▶ _EXERCISE BRIEF_:
Leave out the pictures and repeat exactly the lines from the one containing "Where can you see the wooden" through the final line of the listing below.

▶ _DATA FOR REVIEW_:
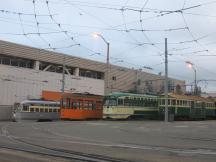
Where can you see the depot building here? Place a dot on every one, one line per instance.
(27, 72)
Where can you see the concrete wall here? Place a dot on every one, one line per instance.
(17, 84)
(5, 112)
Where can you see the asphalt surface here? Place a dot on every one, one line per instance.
(150, 141)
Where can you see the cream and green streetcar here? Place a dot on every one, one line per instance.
(120, 105)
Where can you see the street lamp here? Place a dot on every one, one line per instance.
(191, 66)
(97, 35)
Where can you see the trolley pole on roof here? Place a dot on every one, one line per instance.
(107, 86)
(166, 113)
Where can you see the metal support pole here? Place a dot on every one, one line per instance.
(166, 113)
(195, 82)
(63, 77)
(108, 68)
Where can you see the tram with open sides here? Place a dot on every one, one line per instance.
(120, 105)
(188, 107)
(36, 110)
(78, 106)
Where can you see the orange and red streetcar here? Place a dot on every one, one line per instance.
(77, 106)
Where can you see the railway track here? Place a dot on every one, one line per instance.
(54, 152)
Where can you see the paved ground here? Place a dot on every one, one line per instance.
(151, 141)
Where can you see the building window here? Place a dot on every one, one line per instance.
(90, 74)
(114, 78)
(15, 61)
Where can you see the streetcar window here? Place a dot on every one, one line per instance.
(25, 108)
(74, 105)
(120, 101)
(85, 105)
(173, 102)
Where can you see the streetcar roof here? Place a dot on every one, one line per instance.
(189, 97)
(38, 102)
(122, 94)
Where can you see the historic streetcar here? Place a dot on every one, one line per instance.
(120, 105)
(36, 110)
(188, 107)
(77, 106)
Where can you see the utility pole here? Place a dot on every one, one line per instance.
(108, 68)
(166, 113)
(63, 76)
(107, 86)
(195, 83)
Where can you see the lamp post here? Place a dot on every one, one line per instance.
(191, 66)
(96, 35)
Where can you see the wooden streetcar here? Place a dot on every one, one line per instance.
(77, 106)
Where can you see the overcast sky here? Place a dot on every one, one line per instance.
(136, 38)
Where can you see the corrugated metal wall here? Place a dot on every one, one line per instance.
(125, 78)
(5, 112)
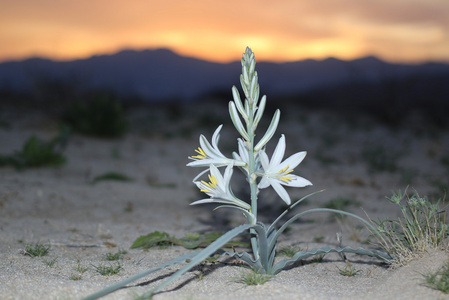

▶ _SOLUTION FOR THIS EXERCISE_:
Where can you see the wooden streetcar here? Place a dot on every one, one line per instance.
(77, 106)
Where can you see the overcast sky here? Place a dot on every one, one line per instance.
(136, 38)
Where can you see the corrugated metal wall here? Place a dot on every one, one line per instance.
(125, 78)
(5, 112)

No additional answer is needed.